===== Materials provided =====

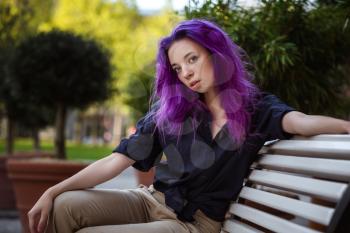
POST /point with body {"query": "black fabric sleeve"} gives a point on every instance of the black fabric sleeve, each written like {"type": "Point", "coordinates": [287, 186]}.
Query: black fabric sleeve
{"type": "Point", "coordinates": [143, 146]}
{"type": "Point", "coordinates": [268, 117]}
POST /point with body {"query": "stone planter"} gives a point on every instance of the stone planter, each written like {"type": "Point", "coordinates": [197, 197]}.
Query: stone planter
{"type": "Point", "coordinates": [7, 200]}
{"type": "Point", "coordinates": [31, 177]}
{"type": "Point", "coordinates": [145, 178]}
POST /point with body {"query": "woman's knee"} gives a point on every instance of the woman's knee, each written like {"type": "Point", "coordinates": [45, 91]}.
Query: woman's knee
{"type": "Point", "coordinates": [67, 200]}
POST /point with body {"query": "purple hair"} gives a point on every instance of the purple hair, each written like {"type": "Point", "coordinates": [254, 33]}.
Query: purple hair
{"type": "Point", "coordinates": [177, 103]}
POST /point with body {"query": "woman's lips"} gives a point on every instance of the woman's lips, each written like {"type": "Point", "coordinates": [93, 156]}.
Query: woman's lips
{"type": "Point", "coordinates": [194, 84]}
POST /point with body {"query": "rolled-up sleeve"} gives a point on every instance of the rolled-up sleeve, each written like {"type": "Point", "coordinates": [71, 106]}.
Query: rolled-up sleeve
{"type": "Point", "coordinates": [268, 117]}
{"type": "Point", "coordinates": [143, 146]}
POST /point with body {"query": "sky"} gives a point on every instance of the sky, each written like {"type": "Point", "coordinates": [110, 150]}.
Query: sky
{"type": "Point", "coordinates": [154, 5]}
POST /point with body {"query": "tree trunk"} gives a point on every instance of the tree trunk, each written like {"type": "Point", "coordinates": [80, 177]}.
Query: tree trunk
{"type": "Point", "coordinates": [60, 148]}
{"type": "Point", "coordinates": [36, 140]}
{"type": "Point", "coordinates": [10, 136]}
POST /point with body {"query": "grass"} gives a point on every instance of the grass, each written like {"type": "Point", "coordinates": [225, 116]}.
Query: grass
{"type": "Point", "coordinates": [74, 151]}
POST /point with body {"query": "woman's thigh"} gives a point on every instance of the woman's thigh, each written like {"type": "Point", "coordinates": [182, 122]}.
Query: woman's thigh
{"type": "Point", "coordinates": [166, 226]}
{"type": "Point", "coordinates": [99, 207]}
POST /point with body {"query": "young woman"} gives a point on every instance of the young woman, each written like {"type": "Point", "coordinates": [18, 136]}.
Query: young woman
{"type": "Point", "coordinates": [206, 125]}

=====
===== Materials provided =====

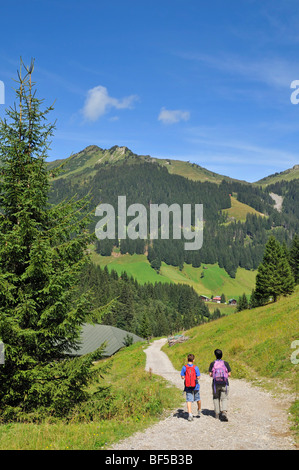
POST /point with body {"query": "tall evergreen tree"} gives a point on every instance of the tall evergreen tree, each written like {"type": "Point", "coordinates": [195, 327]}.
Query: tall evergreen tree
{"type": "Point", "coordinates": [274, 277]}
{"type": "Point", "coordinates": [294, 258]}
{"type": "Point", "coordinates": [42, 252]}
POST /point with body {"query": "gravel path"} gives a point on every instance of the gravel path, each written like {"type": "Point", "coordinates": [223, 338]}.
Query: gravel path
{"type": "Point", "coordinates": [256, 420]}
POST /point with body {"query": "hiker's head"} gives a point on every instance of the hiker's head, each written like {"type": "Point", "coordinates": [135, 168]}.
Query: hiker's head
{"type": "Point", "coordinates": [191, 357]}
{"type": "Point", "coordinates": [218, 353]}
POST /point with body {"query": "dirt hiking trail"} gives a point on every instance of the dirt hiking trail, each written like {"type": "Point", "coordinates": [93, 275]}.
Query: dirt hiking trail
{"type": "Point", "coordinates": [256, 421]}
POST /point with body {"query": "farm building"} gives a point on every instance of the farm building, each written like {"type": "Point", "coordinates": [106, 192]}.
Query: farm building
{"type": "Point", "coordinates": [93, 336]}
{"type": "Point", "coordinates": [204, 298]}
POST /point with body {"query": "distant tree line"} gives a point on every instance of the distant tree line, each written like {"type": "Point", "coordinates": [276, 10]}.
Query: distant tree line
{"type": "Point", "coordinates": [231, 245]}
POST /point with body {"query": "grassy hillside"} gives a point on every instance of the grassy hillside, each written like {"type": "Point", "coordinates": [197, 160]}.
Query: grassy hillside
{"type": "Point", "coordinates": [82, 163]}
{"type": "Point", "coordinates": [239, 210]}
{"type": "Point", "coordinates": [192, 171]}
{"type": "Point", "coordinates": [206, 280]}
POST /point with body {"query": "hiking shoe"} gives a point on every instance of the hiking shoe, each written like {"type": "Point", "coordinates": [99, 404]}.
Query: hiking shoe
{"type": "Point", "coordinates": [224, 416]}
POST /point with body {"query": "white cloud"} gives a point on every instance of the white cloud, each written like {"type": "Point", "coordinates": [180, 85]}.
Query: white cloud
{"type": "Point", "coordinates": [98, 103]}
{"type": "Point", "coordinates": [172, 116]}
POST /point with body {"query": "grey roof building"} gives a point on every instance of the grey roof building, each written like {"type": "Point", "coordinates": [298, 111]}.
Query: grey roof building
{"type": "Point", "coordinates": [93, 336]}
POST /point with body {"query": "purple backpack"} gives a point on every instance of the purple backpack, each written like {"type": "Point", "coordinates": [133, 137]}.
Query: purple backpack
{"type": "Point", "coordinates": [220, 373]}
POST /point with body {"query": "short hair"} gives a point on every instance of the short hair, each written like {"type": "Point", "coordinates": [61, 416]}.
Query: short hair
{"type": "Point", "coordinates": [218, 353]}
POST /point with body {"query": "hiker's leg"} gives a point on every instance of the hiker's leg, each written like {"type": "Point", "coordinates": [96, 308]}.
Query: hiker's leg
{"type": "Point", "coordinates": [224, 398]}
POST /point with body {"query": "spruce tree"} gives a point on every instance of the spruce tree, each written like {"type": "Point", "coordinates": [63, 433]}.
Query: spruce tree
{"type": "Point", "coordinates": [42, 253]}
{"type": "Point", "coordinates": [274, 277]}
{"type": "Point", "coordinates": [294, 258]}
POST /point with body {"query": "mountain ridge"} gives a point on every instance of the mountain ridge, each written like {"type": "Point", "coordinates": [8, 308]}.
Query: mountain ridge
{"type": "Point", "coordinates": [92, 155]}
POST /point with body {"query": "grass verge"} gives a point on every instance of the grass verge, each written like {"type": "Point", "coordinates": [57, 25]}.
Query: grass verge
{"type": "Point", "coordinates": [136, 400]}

=====

◆ **What you are asked to do**
Please select every line in the data above that contains the word "hiker". Case counts.

◆ **Task answer**
POST /point with body {"query": "hiker's head"} gives a point on every instance of the hiker's head, each written like {"type": "Point", "coordinates": [135, 168]}.
Query: hiker's head
POST /point with body {"query": "hiker's leg"} gives a point on every instance of the hiker's leg, each written like {"type": "Point", "coordinates": [96, 308]}.
Query: hiker's leg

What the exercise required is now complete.